**Given data:**
━━━━━━
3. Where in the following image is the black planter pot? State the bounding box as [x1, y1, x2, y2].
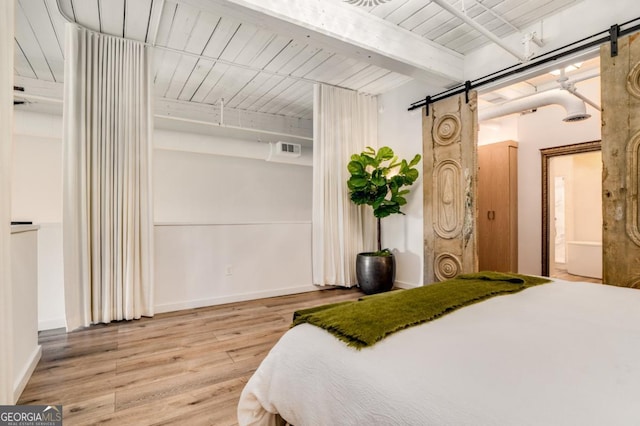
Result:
[356, 253, 396, 294]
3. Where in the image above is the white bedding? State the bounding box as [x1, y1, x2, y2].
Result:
[238, 281, 640, 426]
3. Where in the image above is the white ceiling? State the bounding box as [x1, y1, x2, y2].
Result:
[15, 0, 579, 136]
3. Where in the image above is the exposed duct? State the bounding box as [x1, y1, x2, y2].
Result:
[478, 89, 591, 122]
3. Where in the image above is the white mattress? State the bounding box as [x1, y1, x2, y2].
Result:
[238, 281, 640, 426]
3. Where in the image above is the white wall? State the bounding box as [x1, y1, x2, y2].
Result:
[12, 112, 314, 330]
[378, 73, 600, 286]
[378, 82, 443, 287]
[481, 78, 600, 274]
[517, 78, 600, 274]
[11, 115, 65, 330]
[573, 152, 602, 242]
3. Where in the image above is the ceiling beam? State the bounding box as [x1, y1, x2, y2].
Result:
[179, 0, 464, 86]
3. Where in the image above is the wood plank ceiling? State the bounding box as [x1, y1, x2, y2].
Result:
[15, 0, 578, 125]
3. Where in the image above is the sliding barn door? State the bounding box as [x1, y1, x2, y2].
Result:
[422, 92, 478, 284]
[600, 34, 640, 288]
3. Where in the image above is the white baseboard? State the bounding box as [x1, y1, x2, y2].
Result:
[393, 281, 422, 290]
[155, 285, 323, 314]
[38, 318, 67, 331]
[13, 345, 42, 404]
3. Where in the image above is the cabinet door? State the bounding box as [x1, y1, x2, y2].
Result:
[478, 145, 497, 271]
[478, 141, 518, 272]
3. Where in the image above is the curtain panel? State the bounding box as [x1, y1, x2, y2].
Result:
[312, 84, 378, 287]
[0, 0, 15, 405]
[63, 24, 153, 330]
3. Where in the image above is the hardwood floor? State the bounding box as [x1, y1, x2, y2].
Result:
[18, 289, 363, 426]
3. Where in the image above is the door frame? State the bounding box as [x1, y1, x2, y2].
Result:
[540, 140, 602, 277]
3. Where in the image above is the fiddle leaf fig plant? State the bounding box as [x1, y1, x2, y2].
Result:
[347, 146, 422, 254]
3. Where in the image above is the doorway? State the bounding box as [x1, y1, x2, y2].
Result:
[540, 141, 602, 282]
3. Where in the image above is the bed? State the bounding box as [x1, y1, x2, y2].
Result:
[238, 280, 640, 426]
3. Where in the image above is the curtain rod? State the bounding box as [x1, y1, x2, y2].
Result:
[407, 17, 640, 115]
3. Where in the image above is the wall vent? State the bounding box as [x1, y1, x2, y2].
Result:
[276, 142, 302, 157]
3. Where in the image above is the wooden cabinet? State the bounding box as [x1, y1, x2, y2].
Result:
[477, 141, 518, 272]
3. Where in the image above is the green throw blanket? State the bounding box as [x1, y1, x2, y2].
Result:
[292, 272, 550, 349]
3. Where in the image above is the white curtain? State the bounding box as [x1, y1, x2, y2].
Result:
[63, 24, 153, 330]
[0, 0, 15, 405]
[312, 84, 378, 287]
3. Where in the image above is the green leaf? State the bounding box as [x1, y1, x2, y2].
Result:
[376, 146, 393, 162]
[347, 160, 366, 176]
[347, 176, 369, 189]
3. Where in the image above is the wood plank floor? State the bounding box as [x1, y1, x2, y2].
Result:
[18, 289, 363, 426]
━━━━━━
**What is needed:**
Reproduce every line above word for word, leaving out the picture.

**Problem solution:**
3. Where in the following image is the black planter pot? State the bounding box as [x1, y1, x2, y2].
Result:
[356, 253, 396, 294]
3. Where in the image above is the white bedding? State the bounding box as [x1, y1, x2, y2].
Result:
[238, 281, 640, 426]
3. Where in the image above is the white ceiling? State the bounding box as [x1, y1, x2, y2].
Result:
[15, 0, 579, 136]
3. Where in the image above is the exposed duct? State the bounding box as [x1, y1, x2, y2].
Result:
[478, 89, 591, 122]
3. Where in the image above is the white mattress? State the bounding box as [x1, y1, x2, y2].
Result:
[238, 281, 640, 426]
3. Where in the image above is the white wall? State the bounding box as [x1, y1, x2, y2].
Result:
[12, 112, 314, 330]
[378, 73, 600, 286]
[378, 82, 443, 287]
[481, 78, 600, 274]
[517, 78, 600, 274]
[11, 115, 65, 330]
[573, 152, 602, 242]
3. Where in the image above is the ceiling beam? State the bounding box as [x1, y1, x2, y2].
Result:
[179, 0, 464, 86]
3. Where in the image above is the wood plank ceiling? State the bounding box as [x1, y1, x2, y2].
Result:
[15, 0, 578, 125]
3. Where in the image above is the sliding barn door? State the bounding box as [x1, y1, x2, y2].
Result:
[422, 92, 478, 284]
[600, 34, 640, 288]
3. Where in the image above is the white baseboard? State the bounding box as [x1, y1, x2, y2].
Result:
[393, 281, 422, 290]
[155, 285, 323, 314]
[38, 318, 67, 331]
[13, 345, 42, 404]
3. Where in the image above is the cabinet door? State the bounding box as [x1, y1, x2, y2].
Result:
[478, 145, 497, 271]
[478, 141, 518, 272]
3. Where in the image above is the curtain panel? State the bounding box as [x1, y1, x2, y2].
Result:
[312, 84, 378, 287]
[0, 0, 15, 405]
[63, 24, 153, 330]
3. Where in the image above is the hardwood floor? State the bounding box as [x1, y1, x2, y2].
Result:
[18, 289, 363, 426]
3. Where in the image above is the door frame? State the bounding box as [x1, y1, x2, y2].
Result:
[540, 140, 602, 277]
3. Where in the image above is the fiddle leaf fig plant? State the bounding box as [x1, y1, x2, y2].
Result:
[347, 146, 422, 254]
3. Where in the image above is the doorway? State the bounding box as [x1, y1, x2, y2].
Result:
[540, 141, 602, 282]
3. Where in the image above is the bed? State the bounding box as [x1, y1, x2, y2].
Result:
[238, 280, 640, 426]
3. Where in the image above is the curtain rod? State the bounding box as [x1, y1, x2, y2].
Result:
[407, 17, 640, 115]
3. Where in the image above is the wall vent? State the bounding box as [x1, y1, x2, y2].
Result:
[276, 142, 302, 157]
3. Where in the image above is the wooden cabinet? State the bounding box as [x1, y1, x2, y2].
Result:
[477, 141, 518, 272]
3. Where in the image above is the green throw blanket? State the bounding box as [x1, y1, x2, y2].
Result:
[292, 272, 550, 349]
3. Where in the image above is the white curtain? State the bounding box as [x1, y1, x2, y2].
Result:
[63, 24, 153, 330]
[0, 0, 15, 405]
[312, 84, 378, 287]
3. Where in the image above is the green leaf? State the bounding box as [x1, y1, x2, y2].
Result:
[376, 146, 393, 162]
[347, 160, 366, 176]
[347, 176, 369, 189]
3. Where in the image above is the wood plank floor? State the bounding box as [x1, y1, x2, y2].
Result:
[18, 289, 363, 426]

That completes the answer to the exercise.